[引用文]:
______

このような光学フィルムにおいて、液晶膜は、例えば、液晶化合物を含む塗布液を被塗布部材上に塗布及び乾燥し、必要に応じて、液晶化合物の配向処理、液晶化合物の重合等を行い製造される。
【0003】
特開2006-284862号公報には、素子平面の法線方向に対して異方的な光学特性を持つ異方性光学素子の製造方法において、コレステリック規則性を示す重合性の液晶であって、コレステリック相から高温側の等方相へ遷移する転移点である第1相転移温度と、コレステリック相から低温側の相へ遷移する転移点である第2相転移温度とを持つ液晶を、基材上に平面状に塗布して塗布膜を形成する工程と、基材上に形成された塗布膜を第1相転移温度以上の温度にする工程と、第1相転移温度以上の温度にされた塗布膜に対して所定の方向からガスを吹き付けた状態で塗布膜を第1相転移温度以下の温度に降温させることにより、塗布膜中の液晶を等方相からコレステリック相へ遷移させると共に、塗布膜中の液晶ドメインの螺旋軸方向の平均が膜平面の法線方向に対して傾いた状態となるように配向させる配向工程と、塗布膜中の液晶がコレステリック相を保持している状態で塗布膜中の液晶を重合させる重合工程とを含む、異方性光学素子の製造方法が開示されている。

______

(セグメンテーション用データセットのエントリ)
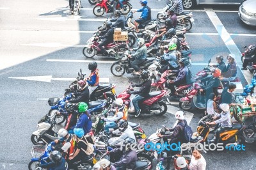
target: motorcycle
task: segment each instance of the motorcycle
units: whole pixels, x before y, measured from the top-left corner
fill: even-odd
[[[123,100],[124,103],[128,108],[131,104],[131,99],[130,99],[131,94],[127,93],[128,91],[132,91],[132,82],[130,84],[129,88],[120,94],[117,98]],[[154,91],[148,93],[148,97],[139,101],[138,105],[141,109],[141,114],[154,114],[157,116],[163,115],[167,111],[167,105],[164,101],[162,100],[162,97],[166,94],[166,91]],[[130,114],[134,114],[132,112],[131,108],[128,109]]]
[[[123,75],[125,72],[127,73],[132,73],[134,69],[131,66],[131,59],[128,58],[128,55],[131,54],[130,50],[126,50],[122,59],[112,64],[110,70],[113,75],[117,77]],[[142,63],[139,65],[141,70],[146,70],[152,63],[154,59],[148,58]]]
[[[253,56],[253,50],[255,50],[256,48],[255,45],[250,45],[248,47],[244,46],[244,49],[245,51],[242,53],[242,56],[241,57],[241,59],[242,63],[244,63],[244,60],[246,58],[250,58]],[[250,65],[247,66],[247,68],[250,70],[251,73],[253,73],[256,70],[256,62],[250,62]]]
[[[94,36],[96,35],[93,35],[93,40],[88,42],[89,44],[84,45],[83,49],[83,54],[88,58],[92,58],[95,55],[104,56],[102,52],[98,47],[100,43],[99,42],[99,40],[95,38],[96,37]],[[114,42],[108,44],[105,47],[105,49],[109,56],[118,59],[122,57],[122,54],[127,49],[129,49],[129,47],[127,43],[129,43],[128,42]]]
[[[129,2],[129,0],[125,0],[123,2],[124,10],[121,10],[121,13],[123,15],[126,15],[130,12],[132,6]],[[116,9],[119,9],[120,8],[120,4],[117,3]],[[97,1],[97,4],[93,9],[93,14],[97,17],[102,16],[105,12],[113,13],[113,7],[111,4],[108,4],[108,0],[99,0]]]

______

[問題の詳細]:
液晶膜の作り方を述べた引用文から、「このような光学フィルムにおい」という語を含むところで始まり「の製造方法が開示されている。」で終わる部分を、一字も変えずに書き写してください。

[演習の答え]:
このような光学フィルムにおいて、液晶膜は、例えば、液晶化合物を含む塗布液を被塗布部材上に塗布及び乾燥し、必要に応じて、液晶化合物の配向処理、液晶化合物の重合等を行い製造される。
【0003】
特開2006-284862号公報には、素子平面の法線方向に対して異方的な光学特性を持つ異方性光学素子の製造方法において、コレステリック規則性を示す重合性の液晶であって、コレステリック相から高温側の等方相へ遷移する転移点である第1相転移温度と、コレステリック相から低温側の相へ遷移する転移点である第2相転移温度とを持つ液晶を、基材上に平面状に塗布して塗布膜を形成する工程と、基材上に形成された塗布膜を第1相転移温度以上の温度にする工程と、第1相転移温度以上の温度にされた塗布膜に対して所定の方向からガスを吹き付けた状態で塗布膜を第1相転移温度以下の温度に降温させることにより、塗布膜中の液晶を等方相からコレステリック相へ遷移させると共に、塗布膜中の液晶ドメインの螺旋軸方向の平均が膜平面の法線方向に対して傾いた状態となるように配向させる配向工程と、塗布膜中の液晶がコレステリック相を保持している状態で塗布膜中の液晶を重合させる重合工程とを含む、異方性光学素子の製造方法が開示されている。